Aim 2: Satellite-Based Data
Produce monthly to annual surface PM2.5 concentration estimates across the communities of interest using satellite-based data from the 1-km resolved MAIAC MODIS/AOD retrieval algorithm combined with local land use and meteorological variables and available surface measurements, including data from low-cost sensors where possible.
Land-use regression (LUR) models have been widely used to estimate air pollution exposures and assign long-term exposures in health studies. Satellite-retrieved AOD values are widely used in modeling PM2.5 because measurements are available at high spatial resolution for much of Earth’s surface and because there is a historical repository of AOD measurements. AOD provides generally reliable daily measurements, and is particularly useful for areas lacking PM2.5 monitors. Independently, both AOD and LUR exposure modeling approaches have strengths and weaknesses that when combined in a hybrid model have the ability to complement each other. Studies have started to use hybrid modeling approach to improve PM2.5 prediction performance and downscaling.
● ● ●
Output the part of the PM2.5 text starting at "Aim 2: Satellite-Based" and ending at "sensors where possible.", copied word for word.

Referring-expression pointing data:
● ● ●
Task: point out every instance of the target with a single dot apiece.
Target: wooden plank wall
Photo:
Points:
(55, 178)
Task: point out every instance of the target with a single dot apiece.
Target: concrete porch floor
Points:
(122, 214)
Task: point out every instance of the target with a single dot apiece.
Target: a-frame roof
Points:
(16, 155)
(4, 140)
● ● ●
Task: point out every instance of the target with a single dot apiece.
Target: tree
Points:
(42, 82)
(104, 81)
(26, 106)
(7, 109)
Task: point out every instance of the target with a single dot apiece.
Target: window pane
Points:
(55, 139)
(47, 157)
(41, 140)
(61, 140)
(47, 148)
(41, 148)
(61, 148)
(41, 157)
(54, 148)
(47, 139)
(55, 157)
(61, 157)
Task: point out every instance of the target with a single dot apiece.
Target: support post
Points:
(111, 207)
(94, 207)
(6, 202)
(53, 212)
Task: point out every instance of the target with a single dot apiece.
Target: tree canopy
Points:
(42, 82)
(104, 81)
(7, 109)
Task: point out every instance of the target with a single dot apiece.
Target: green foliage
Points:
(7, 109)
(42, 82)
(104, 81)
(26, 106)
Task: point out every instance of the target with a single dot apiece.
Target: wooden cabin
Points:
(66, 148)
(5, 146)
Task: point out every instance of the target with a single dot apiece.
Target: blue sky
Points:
● ● ●
RESPONSE AREA:
Aim 2: Satellite-Based Data
Produce monthly to annual surface PM2.5 concentration estimates across the communities of interest using satellite-based data from the 1-km resolved MAIAC MODIS/AOD retrieval algorithm combined with local land use and meteorological variables and available surface measurements, including data from low-cost sensors where possible.